#### Objective
Swap "stone floor" for "tiled floor" in the data, starting at the first line and ending at the line containing "[[0, 441, 474, 713]]". Write out only those lines, with everything else left unchanged.
##### Entries provided #####
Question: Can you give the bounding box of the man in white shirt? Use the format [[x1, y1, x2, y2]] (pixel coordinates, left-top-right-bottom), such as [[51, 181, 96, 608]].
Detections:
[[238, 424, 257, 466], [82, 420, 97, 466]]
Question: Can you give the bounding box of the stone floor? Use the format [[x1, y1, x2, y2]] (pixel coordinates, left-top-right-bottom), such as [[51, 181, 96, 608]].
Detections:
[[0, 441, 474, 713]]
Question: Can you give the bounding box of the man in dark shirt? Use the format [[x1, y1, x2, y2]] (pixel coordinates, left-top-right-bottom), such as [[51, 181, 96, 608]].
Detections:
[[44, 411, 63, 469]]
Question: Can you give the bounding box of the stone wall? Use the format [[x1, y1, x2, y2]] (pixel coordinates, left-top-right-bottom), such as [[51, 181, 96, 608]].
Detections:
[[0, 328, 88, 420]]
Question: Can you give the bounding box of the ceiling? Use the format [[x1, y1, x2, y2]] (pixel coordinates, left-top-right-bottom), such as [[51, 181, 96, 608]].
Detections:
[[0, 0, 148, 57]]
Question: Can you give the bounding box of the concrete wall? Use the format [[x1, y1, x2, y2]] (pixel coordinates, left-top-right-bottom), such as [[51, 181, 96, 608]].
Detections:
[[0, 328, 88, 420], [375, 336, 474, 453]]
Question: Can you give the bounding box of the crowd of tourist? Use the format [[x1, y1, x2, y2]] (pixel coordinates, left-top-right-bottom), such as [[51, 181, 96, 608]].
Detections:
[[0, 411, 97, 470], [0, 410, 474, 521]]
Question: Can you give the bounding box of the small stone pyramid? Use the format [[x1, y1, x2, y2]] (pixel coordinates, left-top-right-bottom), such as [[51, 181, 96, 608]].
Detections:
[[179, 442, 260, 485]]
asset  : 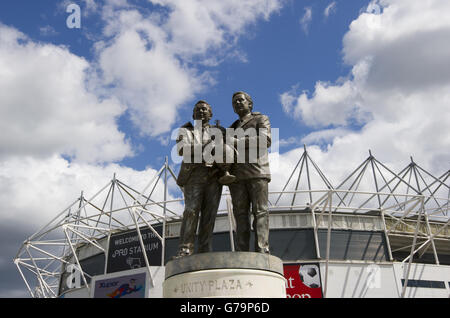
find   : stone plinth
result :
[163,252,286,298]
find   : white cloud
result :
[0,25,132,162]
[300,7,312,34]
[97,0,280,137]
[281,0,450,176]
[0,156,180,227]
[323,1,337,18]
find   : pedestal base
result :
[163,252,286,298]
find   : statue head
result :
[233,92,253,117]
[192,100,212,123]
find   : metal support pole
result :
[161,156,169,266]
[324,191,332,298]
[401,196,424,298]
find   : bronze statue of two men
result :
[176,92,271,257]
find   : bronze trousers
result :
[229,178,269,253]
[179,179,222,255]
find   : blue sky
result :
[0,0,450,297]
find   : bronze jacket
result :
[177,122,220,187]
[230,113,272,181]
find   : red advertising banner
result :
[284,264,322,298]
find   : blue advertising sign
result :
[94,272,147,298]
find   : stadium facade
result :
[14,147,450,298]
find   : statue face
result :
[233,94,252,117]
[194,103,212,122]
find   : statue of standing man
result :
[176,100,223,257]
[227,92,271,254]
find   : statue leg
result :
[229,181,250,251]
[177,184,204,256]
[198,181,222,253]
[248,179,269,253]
#####
#### Exercise result
Question: Can you give the bounding box of the man in white shirt? Use the format [[x1, y1, x2, y2]] (pixel coordinates, left-top-right-bottom), such as [[51, 181, 96, 608]].
Detections:
[[238, 424, 257, 466], [82, 420, 97, 466]]
Question: Can you give the bounding box of the tiled floor? Use the format [[x1, y1, x2, y2]] (pixel coordinates, left-top-right-bottom), such as [[51, 181, 96, 608]].
Detections:
[[0, 441, 474, 713]]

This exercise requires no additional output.